What you have to do:
You are to retype all of the data exactly as it appears.

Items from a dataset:
= Beginning of Section =
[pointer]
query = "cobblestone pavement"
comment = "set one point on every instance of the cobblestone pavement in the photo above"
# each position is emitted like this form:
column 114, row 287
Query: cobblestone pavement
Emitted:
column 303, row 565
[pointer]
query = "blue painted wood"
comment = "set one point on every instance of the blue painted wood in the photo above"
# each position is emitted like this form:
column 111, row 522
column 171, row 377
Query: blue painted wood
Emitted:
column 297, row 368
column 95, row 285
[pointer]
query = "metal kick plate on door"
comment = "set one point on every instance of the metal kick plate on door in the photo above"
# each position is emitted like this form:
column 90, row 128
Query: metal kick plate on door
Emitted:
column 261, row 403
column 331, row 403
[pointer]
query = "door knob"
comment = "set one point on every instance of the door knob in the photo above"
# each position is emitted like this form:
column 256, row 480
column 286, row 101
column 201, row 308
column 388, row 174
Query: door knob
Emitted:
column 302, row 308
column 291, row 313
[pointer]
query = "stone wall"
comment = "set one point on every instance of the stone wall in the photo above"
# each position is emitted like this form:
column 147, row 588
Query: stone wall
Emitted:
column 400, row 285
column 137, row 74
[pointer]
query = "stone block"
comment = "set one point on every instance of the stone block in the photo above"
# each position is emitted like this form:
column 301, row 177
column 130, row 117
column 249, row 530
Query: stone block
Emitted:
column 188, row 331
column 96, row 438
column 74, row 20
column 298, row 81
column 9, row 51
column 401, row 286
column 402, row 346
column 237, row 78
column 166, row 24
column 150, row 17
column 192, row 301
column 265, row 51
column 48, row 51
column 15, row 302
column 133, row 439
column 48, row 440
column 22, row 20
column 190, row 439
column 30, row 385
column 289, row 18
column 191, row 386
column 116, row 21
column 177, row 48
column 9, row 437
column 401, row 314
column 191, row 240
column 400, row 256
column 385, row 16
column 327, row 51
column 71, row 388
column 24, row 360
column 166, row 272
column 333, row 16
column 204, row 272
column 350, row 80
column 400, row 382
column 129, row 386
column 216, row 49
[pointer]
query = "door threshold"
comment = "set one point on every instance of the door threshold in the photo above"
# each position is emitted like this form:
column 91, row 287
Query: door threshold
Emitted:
= End of Section =
Exercise output:
[pointer]
query = "cobblestone pavement"
comment = "set one point on every instance of the cobblestone pavement in the photo above"
# each position is emitted like this form:
column 114, row 287
Query: cobblestone pavement
Emitted:
column 303, row 565
[pointer]
query = "blue painted wood"
comment = "set one point on every instance of the blue painted wood in the photo above"
# each position is emitted like this form:
column 111, row 522
column 171, row 377
Query: blue painted wood
Emitted:
column 297, row 368
column 95, row 285
[pointer]
query = "metal kick plate on door"
comment = "set one point on every instance of the metal kick plate on door in the photo above"
# each position is emitted like this form:
column 90, row 128
Query: metal kick plate on door
Emitted:
column 261, row 403
column 331, row 403
[pointer]
query = "door knob"
comment = "set one point on every instance of the door knob in the photo above"
# each position is emitted like this form:
column 256, row 480
column 286, row 101
column 201, row 308
column 388, row 174
Query: door knob
Emitted:
column 302, row 308
column 291, row 313
[pointer]
query = "stone wall"
comment = "set one point on every instance of the stone wall in the photo above"
# each position is emitted like this form:
column 147, row 588
Query: stone wall
Emitted:
column 400, row 285
column 137, row 74
[pointer]
query = "stone block"
comment = "set one point on every instance of the stone block in the photo above"
# each position is emitted like this form:
column 301, row 177
column 130, row 117
column 249, row 530
Query: stone block
Emitted:
column 188, row 331
column 96, row 438
column 74, row 20
column 298, row 81
column 9, row 51
column 401, row 286
column 402, row 346
column 237, row 78
column 166, row 24
column 150, row 17
column 192, row 301
column 265, row 51
column 48, row 51
column 15, row 302
column 133, row 439
column 48, row 440
column 22, row 20
column 190, row 439
column 30, row 385
column 289, row 18
column 191, row 386
column 116, row 21
column 177, row 48
column 9, row 437
column 401, row 314
column 191, row 240
column 400, row 256
column 385, row 16
column 327, row 51
column 71, row 388
column 24, row 360
column 166, row 272
column 333, row 16
column 204, row 272
column 350, row 80
column 400, row 382
column 129, row 386
column 216, row 49
[pointer]
query = "door threshold"
comment = "set one point on every instance of the door threshold in the photo above"
# each position is emitted like this form:
column 91, row 287
Query: door threshold
Emitted:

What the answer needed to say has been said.